**STATED GOAL**. Starting from the line that contains "pick out the group", reproduce each line exactly through the end of the material, and include no other lines.

[Dataset excerpts on object pointing]
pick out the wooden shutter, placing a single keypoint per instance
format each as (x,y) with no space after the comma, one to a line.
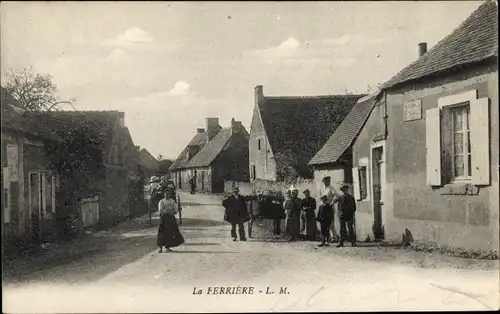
(433,146)
(479,137)
(355,183)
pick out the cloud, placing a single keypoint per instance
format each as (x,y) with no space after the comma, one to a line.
(132,37)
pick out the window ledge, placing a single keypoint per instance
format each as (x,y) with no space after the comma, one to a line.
(459,189)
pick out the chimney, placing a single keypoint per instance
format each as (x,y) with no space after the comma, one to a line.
(122,119)
(213,127)
(422,49)
(259,94)
(236,125)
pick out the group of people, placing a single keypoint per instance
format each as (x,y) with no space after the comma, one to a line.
(302,215)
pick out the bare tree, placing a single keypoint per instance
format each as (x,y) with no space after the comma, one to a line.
(35,92)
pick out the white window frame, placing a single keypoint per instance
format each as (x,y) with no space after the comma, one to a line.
(383,182)
(465,178)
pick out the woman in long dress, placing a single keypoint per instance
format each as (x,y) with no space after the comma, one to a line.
(169,234)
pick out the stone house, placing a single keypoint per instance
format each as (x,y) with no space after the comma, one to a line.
(223,158)
(428,155)
(179,170)
(286,132)
(334,159)
(98,165)
(29,181)
(148,163)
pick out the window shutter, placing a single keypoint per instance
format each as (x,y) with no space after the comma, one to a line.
(355,183)
(480,148)
(433,146)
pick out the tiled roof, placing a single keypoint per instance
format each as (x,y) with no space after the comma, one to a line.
(200,139)
(346,133)
(100,125)
(475,40)
(211,150)
(15,119)
(299,126)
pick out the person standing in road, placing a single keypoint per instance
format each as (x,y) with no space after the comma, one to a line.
(325,217)
(308,216)
(169,234)
(346,210)
(332,197)
(293,207)
(236,213)
(192,185)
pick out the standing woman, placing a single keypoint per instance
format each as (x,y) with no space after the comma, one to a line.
(169,234)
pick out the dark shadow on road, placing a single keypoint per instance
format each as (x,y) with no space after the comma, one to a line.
(202,252)
(199,244)
(198,204)
(82,262)
(188,222)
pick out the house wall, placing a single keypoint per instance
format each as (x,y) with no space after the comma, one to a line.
(374,126)
(31,158)
(265,164)
(431,214)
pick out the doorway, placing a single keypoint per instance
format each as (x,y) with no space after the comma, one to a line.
(378,189)
(35,205)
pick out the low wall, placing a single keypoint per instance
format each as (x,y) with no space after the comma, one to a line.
(248,188)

**RESULT BELOW**.
pick out the group of people, placing a single keypoint per instance
format each as (x,y) with no space after the comma, one to a line.
(302,215)
pick out the bare tree, placing a single keypoint per instance
format each as (x,y) with no space after the comma, one to a line.
(35,92)
pick out the white window frame, placing a single keypoint per instance
format each as (x,y) with no space after the comma, one to a line.
(383,182)
(465,178)
pick out the woman in long dress, placing a single keypoint per instance
format each as (x,y) with no space after the comma, one to a line.
(169,234)
pick out the stone house, placing a single keypoint per instance
format each as (x,y) with no space after the comma, one to a line.
(223,158)
(428,155)
(179,170)
(286,132)
(334,159)
(98,165)
(29,181)
(148,163)
pick out the window shutter, placing a single keypoint per instance
format each as (x,y) with no space after the comma, one to a line.
(355,183)
(480,148)
(433,146)
pick out the tiled roof, placing a single keypoint per instance
format each as (x,y) with no space after the comma, one to a line.
(200,139)
(346,133)
(100,125)
(475,40)
(211,150)
(15,119)
(299,126)
pick out the person standing in road, placing a single keypoint per instance
format each as (x,y) with no space after the comma, one to a line.
(325,217)
(308,216)
(169,234)
(346,210)
(332,197)
(293,207)
(236,213)
(192,185)
pick out the standing woman, placing a single keypoint per instance
format each as (x,y) with no space after the comma, one to a line.
(169,234)
pick out the dark shadow on road, placing a single keypoint per instance
format each as (x,y) with no space after the comma, one to a line.
(202,252)
(199,244)
(198,204)
(82,262)
(188,222)
pick out the house wall, placing a single keypoint per instance
format each as (x,y) with no space after the comma, one to a line.
(374,126)
(31,158)
(265,164)
(431,214)
pick out the doorway, placing a single keypoint per instance
format each as (x,y) with no space after the comma, one to a line.
(378,189)
(35,205)
pick out the low wall, placing a single keypoint per instance
format each as (x,y) with no space after the comma, one to a line.
(248,188)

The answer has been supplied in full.